AIM:
Reproduce every line of the records below verbatim and in their original order.

EXTRACTED MATERIAL:
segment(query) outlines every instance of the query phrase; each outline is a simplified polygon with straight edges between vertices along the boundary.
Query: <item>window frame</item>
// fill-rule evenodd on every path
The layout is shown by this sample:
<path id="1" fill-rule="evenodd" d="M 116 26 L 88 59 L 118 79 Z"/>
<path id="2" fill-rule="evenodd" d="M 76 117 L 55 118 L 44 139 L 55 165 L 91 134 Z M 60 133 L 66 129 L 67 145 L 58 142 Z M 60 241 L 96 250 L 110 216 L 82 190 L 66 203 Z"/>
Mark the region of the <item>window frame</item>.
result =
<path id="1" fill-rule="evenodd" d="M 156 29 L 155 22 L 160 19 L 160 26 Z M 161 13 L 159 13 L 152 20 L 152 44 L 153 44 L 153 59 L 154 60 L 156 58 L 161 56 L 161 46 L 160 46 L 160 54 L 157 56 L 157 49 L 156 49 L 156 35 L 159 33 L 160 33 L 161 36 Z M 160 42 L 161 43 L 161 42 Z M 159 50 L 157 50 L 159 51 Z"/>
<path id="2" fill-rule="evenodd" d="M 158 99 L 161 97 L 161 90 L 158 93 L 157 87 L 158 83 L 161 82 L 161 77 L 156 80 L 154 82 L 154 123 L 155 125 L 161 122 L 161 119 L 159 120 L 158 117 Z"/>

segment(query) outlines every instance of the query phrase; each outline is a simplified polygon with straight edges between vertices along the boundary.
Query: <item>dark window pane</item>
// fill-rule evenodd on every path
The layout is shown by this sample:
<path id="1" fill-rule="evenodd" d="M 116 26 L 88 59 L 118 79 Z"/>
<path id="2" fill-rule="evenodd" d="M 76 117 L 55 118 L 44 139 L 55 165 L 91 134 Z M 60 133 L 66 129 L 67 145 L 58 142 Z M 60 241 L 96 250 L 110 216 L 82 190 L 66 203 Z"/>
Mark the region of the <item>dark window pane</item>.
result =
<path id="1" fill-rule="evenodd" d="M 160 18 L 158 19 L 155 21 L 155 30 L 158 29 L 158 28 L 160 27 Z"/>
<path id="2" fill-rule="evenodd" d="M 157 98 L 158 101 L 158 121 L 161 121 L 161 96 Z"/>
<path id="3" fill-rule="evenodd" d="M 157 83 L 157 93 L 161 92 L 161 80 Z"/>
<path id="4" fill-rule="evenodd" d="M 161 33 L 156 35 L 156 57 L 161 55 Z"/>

OUTPUT FOR THIS TASK:
segment(query) outlines every instance of the query phrase; each outline is a simplified polygon with straight edges between vertices along the boundary.
Query: <item>window frame</item>
// fill-rule evenodd on every path
The layout is shown by this sample:
<path id="1" fill-rule="evenodd" d="M 116 26 L 88 59 L 118 79 Z"/>
<path id="2" fill-rule="evenodd" d="M 76 117 L 55 118 L 44 139 L 55 165 L 91 134 Z M 60 133 L 66 129 L 67 145 L 58 142 Z M 60 241 L 96 250 L 110 216 L 82 190 L 66 203 Z"/>
Mark the region of the <item>window frame</item>.
result =
<path id="1" fill-rule="evenodd" d="M 156 29 L 155 22 L 160 19 L 160 26 Z M 161 13 L 159 13 L 152 20 L 152 44 L 153 44 L 153 59 L 154 60 L 156 58 L 161 56 L 161 46 L 160 46 L 160 54 L 157 56 L 157 49 L 156 49 L 156 35 L 159 33 L 160 33 L 161 36 Z M 160 42 L 161 43 L 161 42 Z M 159 50 L 157 50 L 159 51 Z"/>
<path id="2" fill-rule="evenodd" d="M 158 99 L 161 97 L 161 90 L 158 93 L 157 87 L 158 83 L 161 82 L 161 77 L 156 80 L 154 82 L 154 123 L 155 125 L 161 122 L 161 119 L 159 120 L 158 117 Z"/>

segment(query) outlines every instance of the query phrase; each outline is a simplified polygon with straight edges between vertices along the boundary.
Query: <item>dark window pane</item>
// fill-rule evenodd on every path
The layout is shown by this sample:
<path id="1" fill-rule="evenodd" d="M 116 26 L 88 59 L 118 79 Z"/>
<path id="2" fill-rule="evenodd" d="M 76 117 L 55 118 L 44 139 L 55 165 L 91 134 Z M 60 133 L 66 129 L 67 145 L 58 142 Z M 60 241 L 96 250 L 110 216 L 82 190 L 66 203 Z"/>
Mark the region of the <item>dark window pane</item>.
result =
<path id="1" fill-rule="evenodd" d="M 160 18 L 158 19 L 155 21 L 155 30 L 158 29 L 158 28 L 160 27 Z"/>
<path id="2" fill-rule="evenodd" d="M 157 98 L 158 101 L 158 121 L 161 121 L 161 96 Z"/>
<path id="3" fill-rule="evenodd" d="M 157 83 L 157 93 L 161 92 L 161 80 Z"/>
<path id="4" fill-rule="evenodd" d="M 161 33 L 156 35 L 156 57 L 161 55 Z"/>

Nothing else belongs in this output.